Source text:
START

Singamas sells five subsidiaries for $565m in cash to Cosco Shipping

Singamas Container Holdings has entered into an agreement with Cosco Shipping Financial Holdings to sell its entire interest in five of its companies in China for a total of RMB3.8bn ($565m) in cash.

In March, Hong Kong-listed Singamas announced that this substantial disposal is expected to be transacted at between RMB3.5bn to RMB4bn to an unnamed purchaser.

The five companies include three container manufacturing factories (Qidong Singamas Energy Equipment, Qingdao Pacific Container, Ningbo Pacific Container), one R&D centre (Singamas Container (Shanghai) Limited), and one depot (Qidong Pacific Port), which is a wholly-owned subsidiary of Qingdao Pacific.

The companies’ businesses include manufacturing of dry freight, specialised and refrigerated containers, provision of terminal services and provision of technical and development of services container manufacturing in China.

Singamas, subsidiary of Pacific International Lines (PIL), said it expects to record a loss of approximately $15m from the disposal.

END

Raw data:

START

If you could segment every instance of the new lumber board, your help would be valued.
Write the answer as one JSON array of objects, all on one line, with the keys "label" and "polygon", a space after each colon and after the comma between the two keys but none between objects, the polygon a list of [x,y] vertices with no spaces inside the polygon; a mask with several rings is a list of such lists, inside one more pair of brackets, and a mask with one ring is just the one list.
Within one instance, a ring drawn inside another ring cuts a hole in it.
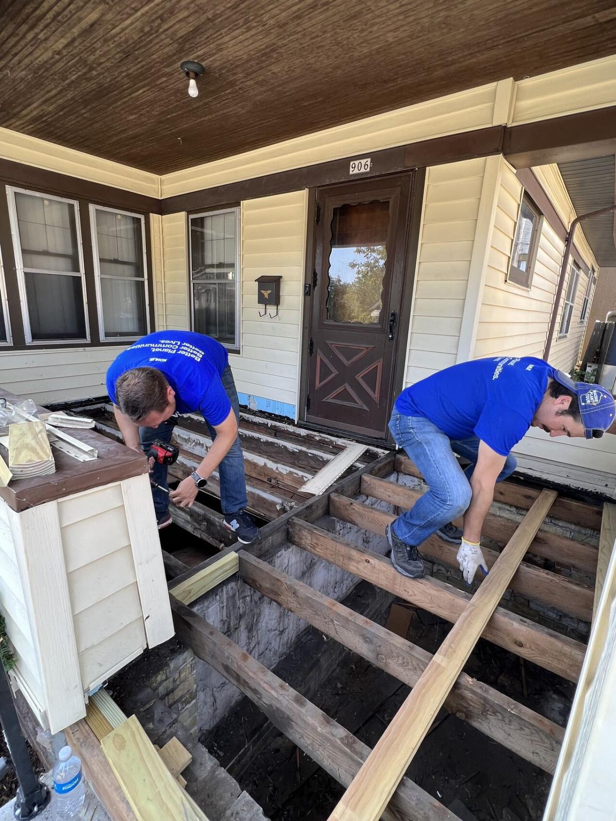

END

Direction 1: Rewrite part of the Singamas sale report, beginning at the words "Singamas sells five" and ending after "($565m) in cash.", and rename "Cosco Shipping" as "COSCO Shipping" throughout.
Direction 2: Take the report on the Singamas sale to Cosco Shipping further, picking up after its last sentence.
The lines come from a different source than the Singamas report.

Written answer 1:
Singamas sells five subsidiaries for $565m in cash to COSCO Shipping

Singamas Container Holdings has entered into an agreement with COSCO Shipping Financial Holdings to sell its entire interest in five of its companies in China for a total of RMB3.8bn ($565m) in cash.

Written answer 2:
Amongst the total gross proceeds of $565m from the disposal, the lion’s share of $300m will be used for repayment of bank loans, while the remaining will be used for distribution of special dividend and for general working capital.

Singamas pointed out that the disposal will be an important step towards shifting the group’s business focus to logistics services and the manufacturing, R&D and sale of specialised containers.

“In light of the increasing demand for personalised and customised high value-added specialised containers, the group believes this segment will be the key growth driver in the future,” Singamas stated.

Following the disposal, Singamas said it will continue to own its entire logistics business, except for Qidong Pacific, including 10 container depots, eight at major ports in China – Dalian, Tianjin, Qingdao, Shanghai, Ningbo, Fuzhou, Xiamen and Guangxi – and two in Hong Kong and a logistics company in Xiamen, as well as containers manufacturing operations in Shanghai Baoshan, Shanghai Jiading, Yixing and Xiamen.

Read more: Singamas to sell over half its container manufacturing capacity for up to $595.5m

“From the operational perspective, instead of focusing on producing standardised containers, the remaining group will further invest in R&D and sales and marketing for promoting and developing the customised specialised containers,” Singamas said.

“Other than continue to operate its existing specialised container manufacturing business, the group will devote resources and explore new business opportunities including specialised containers for non-sea freight purposes including fish farming, housing, storing, power generating, etc. to broaden its revenue stream,” it added.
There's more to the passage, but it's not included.